The question now is how do you get this smart data. How do you find out how a customer or a potential new customer ticks? Let’s take a furniture chain as a concrete example.

About their customers they know from previous purchasing behaviour – and this has nothing to do with Big Data collection – the following buyer types. The person who bought the luxury giant sofa combination in the Bauhaus style, the design classic side tables or the big desk in piano finish has a certain representation need. He is an example of a “red” director type, an extroverted person. “My home is a castle!” The light wood combination for the large kitchen appeals to the social “green” customer: “My home is my castle!”. He would also take a few cuddly cushions for the corner seat. The “blue” analytical customer uses a checklist in which he exactly sums up the pros and cons of each bedroom cabinet. And brings along a dozen drawings of his future bedroom to match the right one. Finally, the “yellow” inspirer, the “creative connoisseur”, has decided on sofas in magenta – quite stylish and avant-garde – which he guarantees will be replaced by a new design style in two years.

Different colours, images and speech patterns for different customer types in Personality Marketing

The example of the furniture chain is about small data. But they are sufficient to continue supplying these customers with the information they really want. Information that addresses their needs. That matches their needs.

Why is that? Since for each of these personality types, specific products and design lines of the furniture store fit not only their needs, but also their image. Certain colours. Certain communication forms. Certain language patterns. The one who knows these patterns knows how to address these personality types respectfully so that they feel understood. That they see their wishes respected. And are willing to receive irresistible offers.

Address potential new customers in a smart way

But how do you address potential new customers so eloquently and respectfully? Next is a business case of a large clothing store in Germany that also has an online shop. Experience shows that a large number of the people interested in fashion, both returning visitors (“do they have something that fits my taste?”) and local first time visitors, investigate offers on the website. The fashion house in this example had integrated an attractively laid-out survey on the home page of the online store, in which prospects and customers could simply put their preferred looks together with much less data.

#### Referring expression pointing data

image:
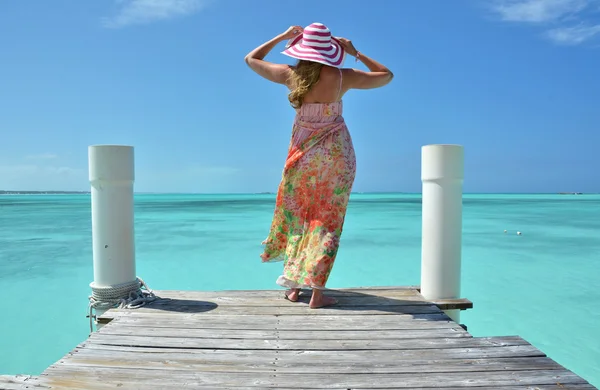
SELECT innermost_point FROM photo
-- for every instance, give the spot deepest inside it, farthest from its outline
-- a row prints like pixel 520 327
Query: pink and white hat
pixel 316 44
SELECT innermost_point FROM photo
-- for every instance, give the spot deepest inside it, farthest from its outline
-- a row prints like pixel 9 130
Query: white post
pixel 442 173
pixel 111 174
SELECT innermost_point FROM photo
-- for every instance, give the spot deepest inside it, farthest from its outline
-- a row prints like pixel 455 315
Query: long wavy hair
pixel 303 76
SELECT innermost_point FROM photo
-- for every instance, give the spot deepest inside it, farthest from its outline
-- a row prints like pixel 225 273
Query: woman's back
pixel 328 89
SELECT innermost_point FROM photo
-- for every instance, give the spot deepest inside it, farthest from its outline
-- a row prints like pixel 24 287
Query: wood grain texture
pixel 384 338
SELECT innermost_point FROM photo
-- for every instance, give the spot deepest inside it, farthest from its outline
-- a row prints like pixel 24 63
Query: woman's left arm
pixel 278 73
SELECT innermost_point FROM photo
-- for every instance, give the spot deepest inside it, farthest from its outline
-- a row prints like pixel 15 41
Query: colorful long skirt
pixel 312 197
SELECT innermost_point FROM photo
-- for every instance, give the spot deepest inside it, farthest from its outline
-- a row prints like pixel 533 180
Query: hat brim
pixel 333 55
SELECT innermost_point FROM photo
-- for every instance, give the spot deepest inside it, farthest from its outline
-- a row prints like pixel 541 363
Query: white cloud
pixel 573 35
pixel 563 19
pixel 538 11
pixel 146 11
pixel 43 156
pixel 34 177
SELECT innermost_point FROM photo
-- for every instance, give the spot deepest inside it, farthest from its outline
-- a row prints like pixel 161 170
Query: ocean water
pixel 542 285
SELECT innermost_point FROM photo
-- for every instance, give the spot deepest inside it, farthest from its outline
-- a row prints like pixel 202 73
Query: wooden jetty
pixel 375 338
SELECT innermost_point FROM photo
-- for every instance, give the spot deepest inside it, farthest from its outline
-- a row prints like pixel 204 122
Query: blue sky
pixel 514 81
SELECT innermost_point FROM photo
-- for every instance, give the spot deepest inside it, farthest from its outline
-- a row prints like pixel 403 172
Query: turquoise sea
pixel 542 285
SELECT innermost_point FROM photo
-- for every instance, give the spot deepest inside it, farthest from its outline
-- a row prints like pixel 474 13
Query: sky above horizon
pixel 513 81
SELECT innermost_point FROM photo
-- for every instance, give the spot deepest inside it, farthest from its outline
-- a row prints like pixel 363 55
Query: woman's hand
pixel 291 32
pixel 348 46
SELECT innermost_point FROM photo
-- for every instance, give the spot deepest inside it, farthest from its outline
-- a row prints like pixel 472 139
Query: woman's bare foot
pixel 292 294
pixel 319 300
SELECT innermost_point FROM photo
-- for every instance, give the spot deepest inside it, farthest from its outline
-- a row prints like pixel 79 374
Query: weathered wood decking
pixel 383 338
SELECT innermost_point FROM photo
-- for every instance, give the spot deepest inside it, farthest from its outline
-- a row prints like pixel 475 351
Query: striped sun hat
pixel 316 44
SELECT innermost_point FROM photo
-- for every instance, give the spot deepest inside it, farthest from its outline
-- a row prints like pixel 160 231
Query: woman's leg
pixel 292 294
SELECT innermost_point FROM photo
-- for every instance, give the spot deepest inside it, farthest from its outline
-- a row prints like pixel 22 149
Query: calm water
pixel 542 285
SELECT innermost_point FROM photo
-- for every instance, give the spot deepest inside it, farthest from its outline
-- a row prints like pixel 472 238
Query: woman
pixel 320 168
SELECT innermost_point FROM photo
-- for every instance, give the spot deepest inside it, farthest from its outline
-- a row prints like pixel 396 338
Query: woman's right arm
pixel 378 75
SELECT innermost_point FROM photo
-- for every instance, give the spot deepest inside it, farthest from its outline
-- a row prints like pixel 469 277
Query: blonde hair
pixel 302 77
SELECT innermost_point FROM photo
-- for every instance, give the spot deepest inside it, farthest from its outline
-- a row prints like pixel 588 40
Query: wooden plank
pixel 452 304
pixel 348 356
pixel 13 382
pixel 165 307
pixel 298 334
pixel 300 345
pixel 158 379
pixel 234 295
pixel 290 364
pixel 354 322
pixel 347 301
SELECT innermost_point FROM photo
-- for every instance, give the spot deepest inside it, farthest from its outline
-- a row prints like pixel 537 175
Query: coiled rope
pixel 130 295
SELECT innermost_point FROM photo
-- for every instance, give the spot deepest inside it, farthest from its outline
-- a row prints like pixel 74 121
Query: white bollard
pixel 442 173
pixel 111 174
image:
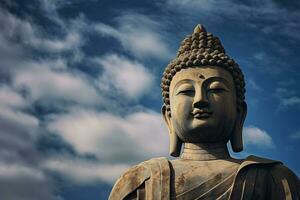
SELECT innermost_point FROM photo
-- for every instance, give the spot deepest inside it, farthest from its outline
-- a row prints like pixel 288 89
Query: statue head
pixel 204 94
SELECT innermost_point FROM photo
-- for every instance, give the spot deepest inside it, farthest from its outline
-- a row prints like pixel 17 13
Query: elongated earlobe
pixel 236 139
pixel 175 142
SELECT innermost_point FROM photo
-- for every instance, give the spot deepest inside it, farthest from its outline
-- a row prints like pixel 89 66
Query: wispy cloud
pixel 287 98
pixel 90 171
pixel 253 12
pixel 139 34
pixel 96 132
pixel 48 85
pixel 295 135
pixel 130 79
pixel 257 137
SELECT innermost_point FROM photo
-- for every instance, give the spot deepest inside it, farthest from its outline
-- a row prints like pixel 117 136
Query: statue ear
pixel 236 139
pixel 175 142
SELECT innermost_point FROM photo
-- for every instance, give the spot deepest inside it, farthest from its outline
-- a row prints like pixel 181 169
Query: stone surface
pixel 204 108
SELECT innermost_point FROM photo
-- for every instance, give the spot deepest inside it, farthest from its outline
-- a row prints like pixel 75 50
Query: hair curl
pixel 198 50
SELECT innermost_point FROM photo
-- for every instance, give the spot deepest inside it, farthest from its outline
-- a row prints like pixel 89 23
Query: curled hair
pixel 198 50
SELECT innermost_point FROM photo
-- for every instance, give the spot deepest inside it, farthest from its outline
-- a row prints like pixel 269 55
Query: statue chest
pixel 191 179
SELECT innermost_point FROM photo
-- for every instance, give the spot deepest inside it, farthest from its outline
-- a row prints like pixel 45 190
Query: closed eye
pixel 186 92
pixel 217 90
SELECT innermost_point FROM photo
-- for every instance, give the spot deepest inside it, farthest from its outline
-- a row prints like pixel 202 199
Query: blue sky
pixel 79 89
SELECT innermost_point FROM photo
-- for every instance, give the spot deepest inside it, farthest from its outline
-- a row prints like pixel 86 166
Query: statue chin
pixel 204 134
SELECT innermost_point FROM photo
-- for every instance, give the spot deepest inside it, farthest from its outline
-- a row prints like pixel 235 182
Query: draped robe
pixel 255 178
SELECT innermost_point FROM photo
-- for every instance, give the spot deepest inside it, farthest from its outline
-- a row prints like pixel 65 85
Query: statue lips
pixel 201 113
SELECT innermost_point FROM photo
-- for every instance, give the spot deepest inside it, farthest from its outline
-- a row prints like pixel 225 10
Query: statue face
pixel 203 104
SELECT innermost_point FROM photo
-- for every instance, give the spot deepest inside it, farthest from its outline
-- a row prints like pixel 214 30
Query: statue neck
pixel 205 152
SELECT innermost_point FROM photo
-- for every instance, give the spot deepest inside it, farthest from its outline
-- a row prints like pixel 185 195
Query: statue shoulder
pixel 264 178
pixel 134 177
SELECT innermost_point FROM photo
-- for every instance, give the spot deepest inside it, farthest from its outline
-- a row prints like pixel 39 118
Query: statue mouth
pixel 201 114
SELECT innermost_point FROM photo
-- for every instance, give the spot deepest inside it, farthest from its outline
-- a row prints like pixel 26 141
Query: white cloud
pixel 24 182
pixel 48 84
pixel 81 171
pixel 254 12
pixel 139 34
pixel 253 85
pixel 257 137
pixel 295 135
pixel 120 75
pixel 113 139
pixel 11 98
pixel 291 101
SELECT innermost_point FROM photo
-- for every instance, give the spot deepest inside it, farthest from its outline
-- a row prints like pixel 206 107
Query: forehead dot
pixel 201 76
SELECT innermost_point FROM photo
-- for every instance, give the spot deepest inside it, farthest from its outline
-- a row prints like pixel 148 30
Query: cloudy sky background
pixel 79 86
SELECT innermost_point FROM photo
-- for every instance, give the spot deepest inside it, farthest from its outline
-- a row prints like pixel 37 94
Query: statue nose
pixel 200 100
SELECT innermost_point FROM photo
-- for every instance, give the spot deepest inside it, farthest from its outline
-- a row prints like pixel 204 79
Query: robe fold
pixel 256 178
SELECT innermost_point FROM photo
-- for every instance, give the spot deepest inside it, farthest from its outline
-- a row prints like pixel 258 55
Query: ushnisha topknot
pixel 197 50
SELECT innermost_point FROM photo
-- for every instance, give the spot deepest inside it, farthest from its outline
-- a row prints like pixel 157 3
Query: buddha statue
pixel 204 108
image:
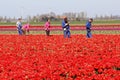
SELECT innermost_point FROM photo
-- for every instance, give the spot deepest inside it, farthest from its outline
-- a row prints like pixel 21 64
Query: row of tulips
pixel 38 57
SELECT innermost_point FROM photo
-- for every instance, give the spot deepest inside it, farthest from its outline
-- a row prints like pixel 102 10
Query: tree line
pixel 55 17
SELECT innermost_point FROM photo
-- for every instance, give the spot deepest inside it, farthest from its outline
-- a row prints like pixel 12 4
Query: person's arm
pixel 64 24
pixel 88 25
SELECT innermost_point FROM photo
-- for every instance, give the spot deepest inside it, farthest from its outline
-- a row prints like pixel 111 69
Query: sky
pixel 17 8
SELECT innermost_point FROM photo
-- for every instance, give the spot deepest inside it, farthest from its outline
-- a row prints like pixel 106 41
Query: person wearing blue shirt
pixel 66 28
pixel 88 28
pixel 19 26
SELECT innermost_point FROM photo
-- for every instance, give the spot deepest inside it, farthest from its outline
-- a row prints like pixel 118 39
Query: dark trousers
pixel 47 32
pixel 20 31
pixel 66 33
pixel 89 35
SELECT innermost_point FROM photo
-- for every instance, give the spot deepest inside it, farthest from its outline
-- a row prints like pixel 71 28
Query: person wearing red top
pixel 47 27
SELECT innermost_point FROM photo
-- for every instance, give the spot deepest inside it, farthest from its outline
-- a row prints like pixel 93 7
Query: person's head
pixel 48 20
pixel 65 19
pixel 19 19
pixel 91 20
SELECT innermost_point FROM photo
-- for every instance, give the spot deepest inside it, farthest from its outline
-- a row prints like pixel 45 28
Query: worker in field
pixel 47 27
pixel 25 28
pixel 66 28
pixel 19 26
pixel 88 28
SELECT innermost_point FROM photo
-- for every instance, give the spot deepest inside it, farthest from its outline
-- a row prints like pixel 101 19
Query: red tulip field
pixel 38 57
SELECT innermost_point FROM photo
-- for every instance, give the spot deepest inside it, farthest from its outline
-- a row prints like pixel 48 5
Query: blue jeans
pixel 89 35
pixel 20 32
pixel 67 34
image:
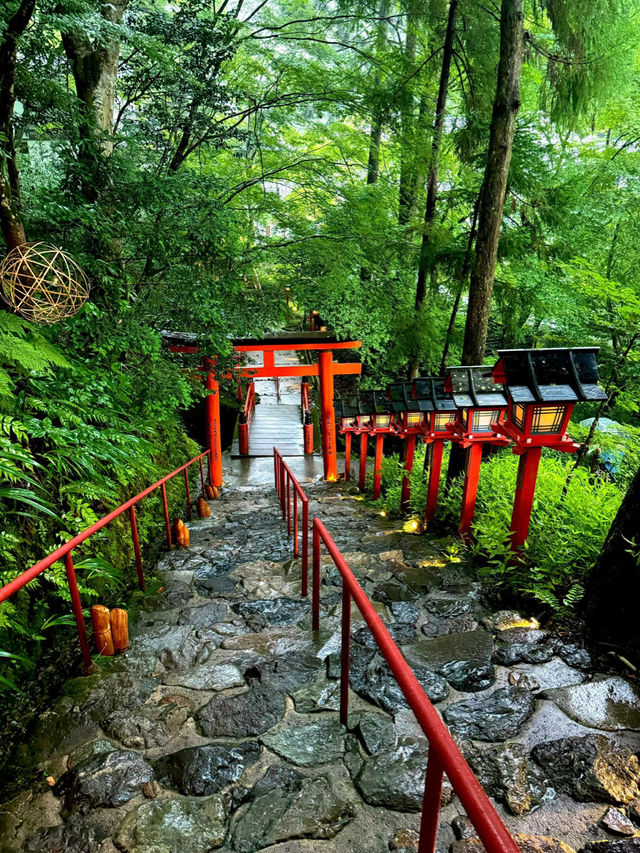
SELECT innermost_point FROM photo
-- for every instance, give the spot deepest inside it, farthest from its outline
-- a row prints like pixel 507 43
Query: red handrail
pixel 444 755
pixel 64 551
pixel 285 480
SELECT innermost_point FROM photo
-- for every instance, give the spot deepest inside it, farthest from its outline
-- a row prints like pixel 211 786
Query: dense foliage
pixel 197 158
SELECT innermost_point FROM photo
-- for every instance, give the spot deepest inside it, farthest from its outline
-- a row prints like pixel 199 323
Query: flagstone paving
pixel 218 729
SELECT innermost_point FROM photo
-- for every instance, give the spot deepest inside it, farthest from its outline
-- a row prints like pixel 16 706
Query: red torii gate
pixel 326 368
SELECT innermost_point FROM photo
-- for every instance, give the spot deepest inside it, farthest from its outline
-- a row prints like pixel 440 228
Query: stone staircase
pixel 219 729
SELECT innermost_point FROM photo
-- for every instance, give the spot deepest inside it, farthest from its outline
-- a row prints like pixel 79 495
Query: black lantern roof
pixel 475 387
pixel 374 403
pixel 550 375
pixel 432 394
pixel 425 394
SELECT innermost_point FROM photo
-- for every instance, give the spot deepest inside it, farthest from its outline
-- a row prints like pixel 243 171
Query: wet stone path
pixel 219 729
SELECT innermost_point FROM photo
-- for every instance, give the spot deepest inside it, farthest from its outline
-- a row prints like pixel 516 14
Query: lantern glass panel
pixel 518 415
pixel 440 421
pixel 547 419
pixel 483 418
pixel 414 418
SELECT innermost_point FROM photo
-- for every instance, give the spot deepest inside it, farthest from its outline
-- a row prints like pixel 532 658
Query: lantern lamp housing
pixel 377 412
pixel 542 388
pixel 482 405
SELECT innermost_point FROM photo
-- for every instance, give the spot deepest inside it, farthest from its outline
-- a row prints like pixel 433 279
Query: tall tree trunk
pixel 462 280
pixel 375 134
pixel 494 187
pixel 406 189
pixel 432 178
pixel 10 201
pixel 613 588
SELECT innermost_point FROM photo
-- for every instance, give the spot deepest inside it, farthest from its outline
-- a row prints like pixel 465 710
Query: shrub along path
pixel 219 729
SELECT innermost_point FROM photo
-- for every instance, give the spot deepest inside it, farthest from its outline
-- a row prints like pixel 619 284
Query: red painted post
pixel 307 430
pixel 405 499
pixel 315 581
pixel 188 491
pixel 470 489
pixel 243 435
pixel 305 547
pixel 76 606
pixel 525 489
pixel 431 803
pixel 201 476
pixel 327 415
pixel 214 439
pixel 347 457
pixel 362 474
pixel 377 471
pixel 167 523
pixel 136 545
pixel 345 655
pixel 433 488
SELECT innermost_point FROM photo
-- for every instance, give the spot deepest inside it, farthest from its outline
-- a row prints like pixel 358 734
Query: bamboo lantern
pixel 42 283
pixel 204 510
pixel 180 533
pixel 102 629
pixel 119 629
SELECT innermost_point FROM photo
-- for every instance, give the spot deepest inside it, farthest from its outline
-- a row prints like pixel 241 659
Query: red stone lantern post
pixel 423 409
pixel 542 388
pixel 481 406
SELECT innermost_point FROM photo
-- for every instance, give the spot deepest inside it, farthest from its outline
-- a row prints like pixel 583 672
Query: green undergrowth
pixel 565 536
pixel 78 437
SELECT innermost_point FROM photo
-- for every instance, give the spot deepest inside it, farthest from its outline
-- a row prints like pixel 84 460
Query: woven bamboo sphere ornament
pixel 42 283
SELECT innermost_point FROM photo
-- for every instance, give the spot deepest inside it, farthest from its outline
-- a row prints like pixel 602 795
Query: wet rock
pixel 506 773
pixel 147 726
pixel 404 841
pixel 319 695
pixel 468 676
pixel 524 681
pixel 309 745
pixel 463 828
pixel 173 594
pixel 111 779
pixel 205 770
pixel 617 823
pixel 377 684
pixel 210 584
pixel 592 768
pixel 523 645
pixel 622 845
pixel 391 592
pixel 609 703
pixel 246 715
pixel 394 778
pixel 166 825
pixel 283 612
pixel 526 844
pixel 493 718
pixel 205 616
pixel 206 677
pixel 475 647
pixel 447 608
pixel 288 806
pixel 77 835
pixel 376 731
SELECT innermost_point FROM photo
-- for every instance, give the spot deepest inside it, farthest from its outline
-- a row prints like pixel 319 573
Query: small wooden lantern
pixel 481 405
pixel 542 388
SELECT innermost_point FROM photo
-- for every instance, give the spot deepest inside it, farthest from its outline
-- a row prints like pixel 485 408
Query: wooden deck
pixel 276 422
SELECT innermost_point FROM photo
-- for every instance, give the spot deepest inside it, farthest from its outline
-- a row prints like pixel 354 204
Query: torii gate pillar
pixel 327 415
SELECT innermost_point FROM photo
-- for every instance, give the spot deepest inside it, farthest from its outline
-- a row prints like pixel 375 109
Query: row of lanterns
pixel 526 398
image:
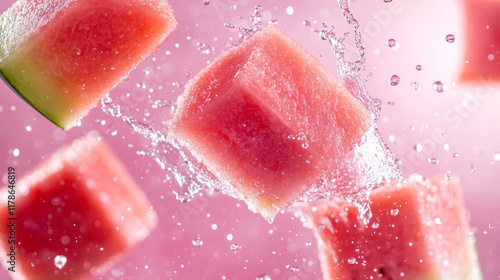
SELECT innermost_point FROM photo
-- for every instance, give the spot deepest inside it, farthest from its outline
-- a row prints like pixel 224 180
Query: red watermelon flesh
pixel 61 56
pixel 419 230
pixel 80 204
pixel 482 54
pixel 268 120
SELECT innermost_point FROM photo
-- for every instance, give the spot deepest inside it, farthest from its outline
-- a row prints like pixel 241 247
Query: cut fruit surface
pixel 482 51
pixel 61 56
pixel 78 211
pixel 268 120
pixel 419 230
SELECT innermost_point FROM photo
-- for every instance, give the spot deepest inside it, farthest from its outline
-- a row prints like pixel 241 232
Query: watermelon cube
pixel 62 56
pixel 78 211
pixel 268 120
pixel 419 230
pixel 482 51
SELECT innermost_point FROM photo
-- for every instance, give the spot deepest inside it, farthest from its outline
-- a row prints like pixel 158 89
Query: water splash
pixel 60 261
pixel 371 164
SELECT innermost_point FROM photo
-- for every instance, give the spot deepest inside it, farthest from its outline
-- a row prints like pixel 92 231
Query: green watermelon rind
pixel 12 85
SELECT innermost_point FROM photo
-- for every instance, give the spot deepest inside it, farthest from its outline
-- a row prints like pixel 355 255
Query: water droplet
pixel 65 240
pixel 395 80
pixel 418 148
pixel 439 86
pixel 394 212
pixel 60 261
pixel 450 38
pixel 393 44
pixel 263 277
pixel 433 160
pixel 496 157
pixel 197 242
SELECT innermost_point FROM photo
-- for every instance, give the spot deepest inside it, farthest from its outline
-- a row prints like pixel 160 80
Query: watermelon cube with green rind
pixel 62 56
pixel 268 120
pixel 419 230
pixel 77 212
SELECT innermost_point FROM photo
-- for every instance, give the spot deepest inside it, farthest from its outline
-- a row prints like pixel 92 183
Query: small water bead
pixel 263 277
pixel 439 86
pixel 433 160
pixel 496 157
pixel 392 44
pixel 60 261
pixel 416 86
pixel 450 38
pixel 197 242
pixel 395 79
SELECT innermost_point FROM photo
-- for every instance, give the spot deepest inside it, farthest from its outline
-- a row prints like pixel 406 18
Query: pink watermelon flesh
pixel 267 119
pixel 81 204
pixel 483 41
pixel 61 56
pixel 419 230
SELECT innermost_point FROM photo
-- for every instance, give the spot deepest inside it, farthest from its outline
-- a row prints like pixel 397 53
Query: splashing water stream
pixel 368 166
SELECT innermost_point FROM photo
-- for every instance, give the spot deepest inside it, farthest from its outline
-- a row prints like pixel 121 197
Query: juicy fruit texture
pixel 483 41
pixel 267 119
pixel 61 56
pixel 419 230
pixel 80 204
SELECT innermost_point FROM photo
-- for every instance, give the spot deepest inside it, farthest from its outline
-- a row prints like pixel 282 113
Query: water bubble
pixel 416 86
pixel 394 212
pixel 234 247
pixel 65 240
pixel 450 38
pixel 439 86
pixel 395 80
pixel 393 44
pixel 263 277
pixel 496 157
pixel 60 261
pixel 197 242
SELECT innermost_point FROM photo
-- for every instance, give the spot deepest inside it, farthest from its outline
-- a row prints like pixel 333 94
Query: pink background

#### WORK REQUEST A
In the personality marketing passage, what color are the sofas chosen by the "yellow" inspirer?
#### WORK REQUEST B
Print the personality marketing passage starting with "The question now" and going on through "a concrete example.".
The items above are separate from the personality marketing passage.

#### TASK OUTPUT A
Magenta.

#### TASK OUTPUT B
The question now is how do you get this smart data. How do you find out how a customer or a potential new customer ticks? Let’s take a furniture chain as a concrete example.